§ The task
Reproduce every line of the listing below verbatim, from the first line through the last.

+===+

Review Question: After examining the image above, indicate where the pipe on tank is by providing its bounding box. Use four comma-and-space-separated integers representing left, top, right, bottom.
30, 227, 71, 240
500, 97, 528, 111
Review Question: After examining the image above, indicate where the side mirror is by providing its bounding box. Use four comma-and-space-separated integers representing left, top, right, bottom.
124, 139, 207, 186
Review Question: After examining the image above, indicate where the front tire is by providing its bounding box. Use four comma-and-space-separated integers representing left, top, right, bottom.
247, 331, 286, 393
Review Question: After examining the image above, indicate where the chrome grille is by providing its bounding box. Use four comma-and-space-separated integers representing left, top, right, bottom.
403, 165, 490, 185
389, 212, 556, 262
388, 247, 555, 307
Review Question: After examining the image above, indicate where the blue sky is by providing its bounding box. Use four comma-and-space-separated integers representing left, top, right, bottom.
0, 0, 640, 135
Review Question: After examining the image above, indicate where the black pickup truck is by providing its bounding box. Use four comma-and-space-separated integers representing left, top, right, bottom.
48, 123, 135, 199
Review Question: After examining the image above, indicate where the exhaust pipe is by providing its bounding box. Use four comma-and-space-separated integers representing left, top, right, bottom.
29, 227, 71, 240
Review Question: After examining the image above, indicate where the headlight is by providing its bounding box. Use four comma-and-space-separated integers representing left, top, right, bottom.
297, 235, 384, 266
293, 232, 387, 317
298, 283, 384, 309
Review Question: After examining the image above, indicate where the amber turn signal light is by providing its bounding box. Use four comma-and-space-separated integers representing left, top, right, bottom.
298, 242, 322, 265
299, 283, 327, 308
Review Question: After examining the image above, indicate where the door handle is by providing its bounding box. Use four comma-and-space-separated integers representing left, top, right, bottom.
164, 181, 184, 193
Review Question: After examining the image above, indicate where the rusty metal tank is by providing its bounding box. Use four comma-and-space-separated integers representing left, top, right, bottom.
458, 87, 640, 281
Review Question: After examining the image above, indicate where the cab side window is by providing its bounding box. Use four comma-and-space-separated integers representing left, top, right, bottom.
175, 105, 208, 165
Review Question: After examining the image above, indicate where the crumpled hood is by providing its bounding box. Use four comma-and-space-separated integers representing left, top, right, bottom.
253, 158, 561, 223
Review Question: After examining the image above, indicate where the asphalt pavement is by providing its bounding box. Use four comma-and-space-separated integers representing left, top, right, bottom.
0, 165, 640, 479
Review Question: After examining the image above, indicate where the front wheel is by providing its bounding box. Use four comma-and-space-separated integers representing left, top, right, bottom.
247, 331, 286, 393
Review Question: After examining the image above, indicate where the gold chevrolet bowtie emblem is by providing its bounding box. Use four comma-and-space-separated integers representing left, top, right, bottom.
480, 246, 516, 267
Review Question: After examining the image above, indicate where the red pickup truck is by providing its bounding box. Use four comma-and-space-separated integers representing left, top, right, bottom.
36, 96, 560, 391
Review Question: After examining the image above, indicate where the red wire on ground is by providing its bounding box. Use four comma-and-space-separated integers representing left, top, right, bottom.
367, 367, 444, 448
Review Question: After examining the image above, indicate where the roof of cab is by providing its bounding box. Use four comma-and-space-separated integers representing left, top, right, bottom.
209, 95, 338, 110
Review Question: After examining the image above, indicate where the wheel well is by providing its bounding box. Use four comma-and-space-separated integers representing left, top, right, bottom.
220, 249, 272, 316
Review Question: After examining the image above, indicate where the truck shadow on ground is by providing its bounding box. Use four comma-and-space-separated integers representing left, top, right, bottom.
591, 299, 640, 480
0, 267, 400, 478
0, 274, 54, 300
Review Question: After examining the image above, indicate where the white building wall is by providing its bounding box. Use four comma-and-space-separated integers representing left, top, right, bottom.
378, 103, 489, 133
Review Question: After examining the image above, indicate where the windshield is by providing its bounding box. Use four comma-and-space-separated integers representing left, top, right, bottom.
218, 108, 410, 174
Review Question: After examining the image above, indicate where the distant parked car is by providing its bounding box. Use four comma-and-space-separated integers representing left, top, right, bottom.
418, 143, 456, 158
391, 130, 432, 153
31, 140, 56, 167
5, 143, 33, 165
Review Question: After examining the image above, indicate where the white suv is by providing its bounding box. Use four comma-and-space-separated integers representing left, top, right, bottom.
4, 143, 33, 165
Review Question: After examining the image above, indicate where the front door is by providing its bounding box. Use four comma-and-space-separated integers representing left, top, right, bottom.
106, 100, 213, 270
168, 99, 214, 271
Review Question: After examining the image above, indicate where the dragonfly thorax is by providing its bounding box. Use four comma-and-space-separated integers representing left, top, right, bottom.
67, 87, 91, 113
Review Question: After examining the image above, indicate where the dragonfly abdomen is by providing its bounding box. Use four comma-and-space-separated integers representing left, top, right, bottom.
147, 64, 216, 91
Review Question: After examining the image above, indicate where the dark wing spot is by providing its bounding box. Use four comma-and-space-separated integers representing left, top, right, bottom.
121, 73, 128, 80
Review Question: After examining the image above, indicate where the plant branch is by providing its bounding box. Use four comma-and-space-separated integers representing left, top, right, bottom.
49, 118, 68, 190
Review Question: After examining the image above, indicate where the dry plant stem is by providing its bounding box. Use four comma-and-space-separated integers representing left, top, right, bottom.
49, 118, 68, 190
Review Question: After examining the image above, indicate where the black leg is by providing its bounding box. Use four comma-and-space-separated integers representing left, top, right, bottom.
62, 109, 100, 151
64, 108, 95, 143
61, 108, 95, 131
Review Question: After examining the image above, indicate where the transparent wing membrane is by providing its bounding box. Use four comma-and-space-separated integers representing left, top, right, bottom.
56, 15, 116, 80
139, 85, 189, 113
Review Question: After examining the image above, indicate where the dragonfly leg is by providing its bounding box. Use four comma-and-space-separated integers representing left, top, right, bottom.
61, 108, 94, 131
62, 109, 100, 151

+===+

§ Problem solution
Review Question: After examining the image above, indicate where the pipe on tank is by providing its bounding box. Use four comma-and-space-separated integers representing left, top, right, bottom.
30, 227, 71, 240
500, 97, 528, 111
Review Question: After examining the image above, indicate where the side mirror is by providing its bounding box. Use four comma-and-space-separated integers representing left, top, right, bottom.
124, 139, 207, 186
Review Question: After examining the image above, indicate where the front tire is by providing its bounding box. Use four comma-and-space-separated integers representing left, top, right, bottom.
247, 331, 286, 393
Review Question: After examining the image above, indicate where the chrome grille is by providing its bounding box. Use four comma-and-space-separated integers representing left, top, right, bottom.
403, 165, 490, 185
389, 212, 556, 262
388, 247, 555, 307
Review Question: After examining the image above, indicate where the blue sky is by providing its bounding box. Use four comma-and-space-separated integers representing left, top, right, bottom.
0, 0, 640, 135
Review Question: After examining the image above, indicate where the black pickup truck is by providing its bounding box. Use four comma-and-space-separated integers representing left, top, right, bottom.
48, 123, 135, 199
Review Question: After examining the image above, indicate where the exhaust pipe is by providing its bounding box. Use four comma-and-space-separated integers representing left, top, right, bottom.
29, 227, 71, 240
Review Question: After examining the image above, indicate where the headlight is by providing its bounding box. Use four comma-and-space-separated integers representing left, top, right, bottom.
297, 235, 384, 266
293, 232, 387, 317
298, 283, 384, 309
Review Question: After examining the image above, indicate where the amber turn signal light is by providing its bounding box. Use four comma-and-space-separated integers representing left, top, right, bottom.
298, 242, 322, 265
299, 283, 327, 308
Review Question: After examining the image above, indicate where the door handle is by providing its bounding box. Use four comma-and-space-separated integers representing left, top, right, bottom.
164, 181, 184, 193
Review Question: After examining the image above, indicate where the rusty metal tank is by providing its bounding box. Use four comma-and-space-separated integers representing left, top, right, bottom.
458, 87, 640, 281
Review Question: After examining the image above, indicate where the cab side window is by providing its bounding box. Use four comma-and-space-separated integers representing left, top, right, bottom.
175, 105, 208, 165
Review Question: After examining the image above, indicate where the crumpled hood is by providing its bounding box. Use four comma-and-space-separated integers representing left, top, right, bottom.
253, 158, 561, 223
Review Question: After examining the image above, indicate where the asphalt pavement is by providing its bounding box. Use four comma-and-space-separated integers representing left, top, right, bottom.
0, 165, 640, 479
Review Question: After examining the image above, indicate where the front wheel is by providing its bounding box. Use four comma-and-space-separated integers representing left, top, right, bottom.
247, 331, 286, 393
Review Question: After examining the image above, indicate where the gold chevrolet bowtie emblem is by providing its bounding box. Use four comma-and-space-separated integers representing left, top, right, bottom.
480, 246, 516, 267
Review Question: After examining the image above, indicate where the red pickup truck is by providing its bounding box. Use four comma-and-space-separated integers representing left, top, right, bottom.
36, 96, 560, 391
Review Question: After examining the image above, indicate where the red wire on ground is by providing its bounding box. Use four comma-and-space-separated integers representing left, top, right, bottom.
367, 367, 444, 448
Review Question: After examining the image above, indicate where the roof of cab is by providing its bounding box. Use four comma-and-space-separated integers representing left, top, right, bottom.
209, 95, 338, 110
Review Question: After examining the image above, indicate where the wheel well is by providing its bounding box. Use four comma-and-space-separated integers representing left, top, right, bottom.
220, 249, 272, 316
Review Question: After examining the image above, indicate where the truck shadow on ground is by providing its bounding box. Use four comma-and-space-separated integers representing left, top, right, bottom.
591, 299, 640, 480
0, 267, 400, 478
0, 274, 54, 300
Review Question: After examining the image above, indicate where the white building wall is by providing its bounding box. Use four comma-and-space-separated integers representing left, top, right, bottom.
378, 103, 489, 133
Review Question: After examining the image above, indicate where the windshield is by providing its bounding box. Use four comma-and-space-separated integers representing left, top, right, bottom.
218, 108, 410, 174
Review Question: After examining the image above, indicate where the distant parked car is by providing its bounding box. Use four comma-and-space-separated integers representing left, top, right, bottom.
418, 143, 456, 158
391, 130, 432, 153
31, 140, 56, 167
5, 143, 33, 165
Review Question: After examining the image above, indicate where the white suv is by providing its bounding box. Use four comma-and-space-separated integers representing left, top, right, bottom.
4, 143, 33, 165
Review Question: After examining the image above, indicate where the front door is by providing its bounding box. Use four comma-and-space-separated integers representing left, top, right, bottom.
106, 100, 213, 270
168, 99, 214, 271
Review Question: After examining the image above, indicate where the dragonfly thorax is by providing its bounding box. Use four comma-and-space-separated integers representing left, top, right, bottom.
67, 87, 91, 113
Review Question: After examining the image above, indicate where the dragonfly abdomen is by providing its bounding box. Use four comma-and-space-separated integers representing left, top, right, bottom.
147, 64, 216, 91
Review Question: After examining the image above, indicate where the dark wing spot is by providing its bounding box. Use four comma-and-space-separated integers representing left, top, right, bottom.
121, 73, 128, 80
Review Question: After examining the image above, indicate where the plant branch is by providing its bounding box. Use four comma-and-space-separated integers representing left, top, right, bottom.
49, 118, 68, 190
Review Question: After examining the image above, indicate where the dry plant stem is by providing its bounding box. Use four comma-and-space-separated integers representing left, top, right, bottom.
49, 118, 68, 190
Review Question: After examining the image above, indicate where the black leg is by providing its bounding box. Use four comma-and-space-separated integers representing left, top, right, bottom.
62, 109, 100, 151
64, 108, 95, 143
61, 108, 95, 131
Review Question: After examining the image above, indicate where the transparent wing membrane is by providing its bounding box. Use four comma-and-space-separated integers representing left, top, right, bottom.
56, 15, 116, 80
139, 85, 189, 113
Review Question: After examining the image above, indicate where the dragonfly leg is by providing its bounding box. Use four comma-and-space-separated integers representing left, top, right, bottom.
61, 108, 94, 131
62, 109, 100, 151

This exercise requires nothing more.